* **Work task**
From the first line to the last, restate every record word for word, leaving out the pictures.

* **Supplied material**

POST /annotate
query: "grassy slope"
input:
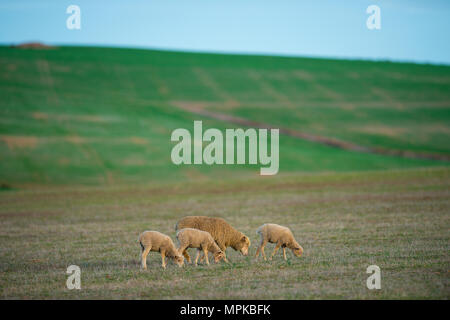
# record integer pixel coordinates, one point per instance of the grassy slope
(101, 115)
(397, 220)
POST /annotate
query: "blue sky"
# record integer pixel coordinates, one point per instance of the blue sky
(410, 30)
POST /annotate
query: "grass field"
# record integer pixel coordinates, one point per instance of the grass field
(85, 168)
(104, 116)
(397, 220)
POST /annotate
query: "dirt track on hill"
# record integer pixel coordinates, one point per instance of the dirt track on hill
(194, 108)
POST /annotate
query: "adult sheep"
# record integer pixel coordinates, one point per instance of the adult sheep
(222, 232)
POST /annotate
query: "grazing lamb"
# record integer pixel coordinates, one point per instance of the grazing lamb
(202, 240)
(158, 242)
(280, 235)
(222, 232)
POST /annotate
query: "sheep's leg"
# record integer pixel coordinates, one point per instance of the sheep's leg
(202, 257)
(144, 257)
(205, 253)
(163, 257)
(223, 248)
(261, 249)
(185, 253)
(196, 258)
(275, 250)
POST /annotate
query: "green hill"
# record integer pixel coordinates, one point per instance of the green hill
(72, 115)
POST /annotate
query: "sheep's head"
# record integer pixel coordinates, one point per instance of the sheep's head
(179, 260)
(298, 251)
(243, 245)
(219, 255)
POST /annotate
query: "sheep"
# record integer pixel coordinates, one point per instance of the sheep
(222, 232)
(158, 242)
(280, 235)
(202, 240)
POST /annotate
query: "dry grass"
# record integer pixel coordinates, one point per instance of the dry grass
(398, 220)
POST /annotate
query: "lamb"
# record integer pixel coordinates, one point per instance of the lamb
(280, 235)
(158, 242)
(222, 232)
(202, 240)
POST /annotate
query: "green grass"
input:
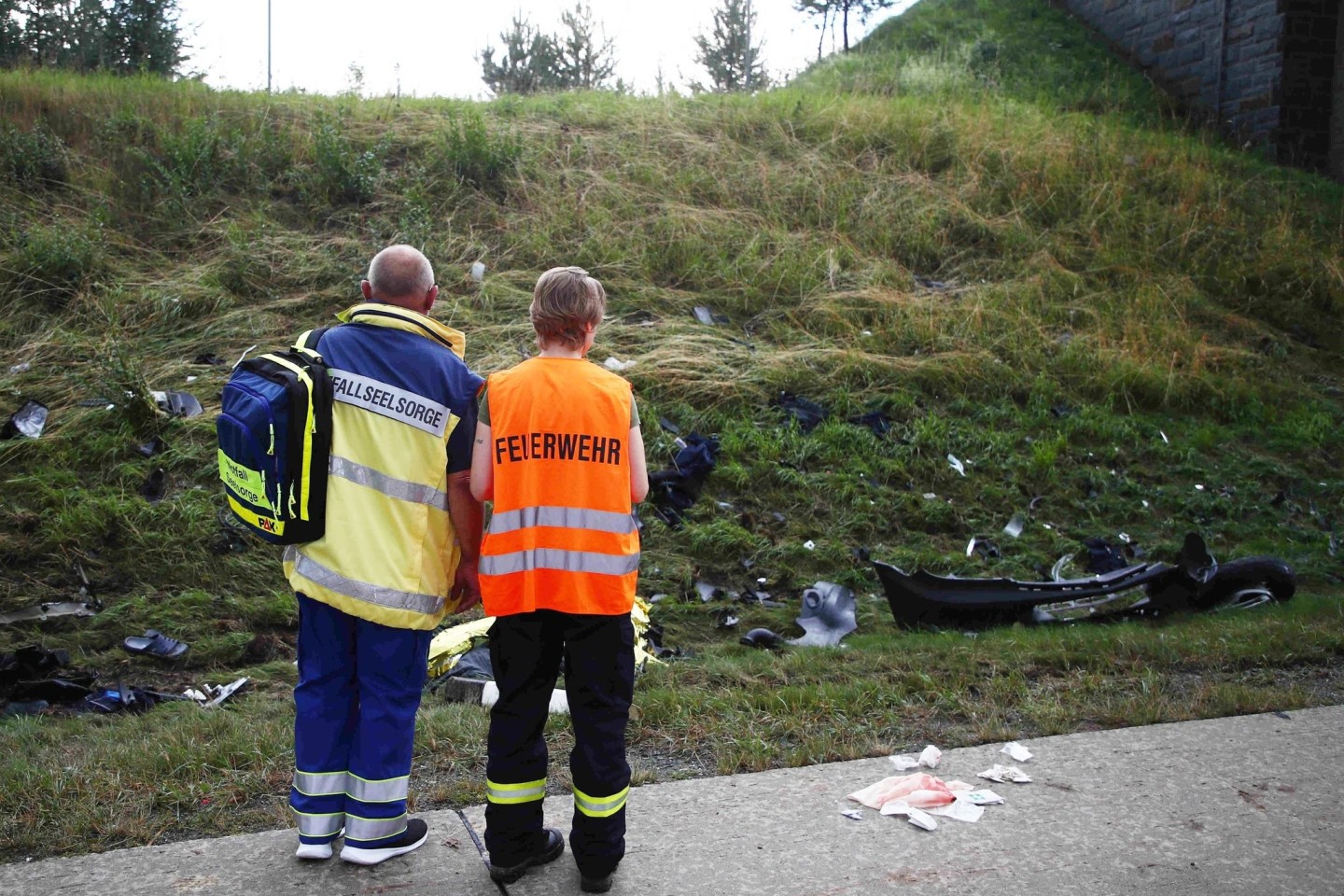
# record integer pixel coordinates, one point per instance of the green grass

* **Exercise answer**
POST /annotate
query: "grassy slope"
input:
# record integer pixel coordinates, one point per instance of the grassy slope
(101, 115)
(397, 220)
POST /annotate
query: "blue sky"
# record integer pixel coordinates, one point per instance of the blue sky
(410, 30)
POST /annotate
query: "grass field"
# record integer pixel coordinates, one point per instance of the grass field
(85, 168)
(104, 116)
(397, 220)
POST /annotate
query: "dirt track on hill"
# record integer pixel coordinates, one point per instance of the dirt track on hill
(194, 108)
POST /annotate
query: "adult sheep"
# record integer pixel coordinates, one point per instance of the adult sheep
(222, 232)
POST /annotate
query: "grazing lamb"
# record integer pixel coordinates, one point per instance of the grazing lamb
(202, 240)
(158, 242)
(280, 235)
(222, 232)
POST /annotate
query: "sheep's leg"
# record integer pixel coordinates, one point per instance of the sheep's leg
(202, 257)
(144, 257)
(205, 253)
(163, 257)
(223, 248)
(261, 249)
(185, 253)
(196, 258)
(275, 250)
POST /annotate
query: "green hill"
# record integer pixel coordinates, one point per instance of the green hill
(72, 115)
POST /annotate
query: "sheep's head"
# record integer pixel coordinates, one point per instance of the sheep's head
(179, 260)
(298, 251)
(243, 245)
(219, 255)
POST /annotate
query: "sheep"
# record integer pixel coordinates, one point per instance of the sheep
(222, 232)
(158, 242)
(280, 235)
(202, 240)
POST /annotate
query: "dry grass"
# record integer pixel coordinates, one point per instance of the dry grass
(398, 220)
POST /annotate
query: "lamb"
# record integer pixel coordinates, one point per instance of the lamb
(280, 235)
(158, 242)
(222, 232)
(202, 240)
POST /annotate
query: "green grass"
input:
# record integer pixel coordinates, one point per instance of the green grass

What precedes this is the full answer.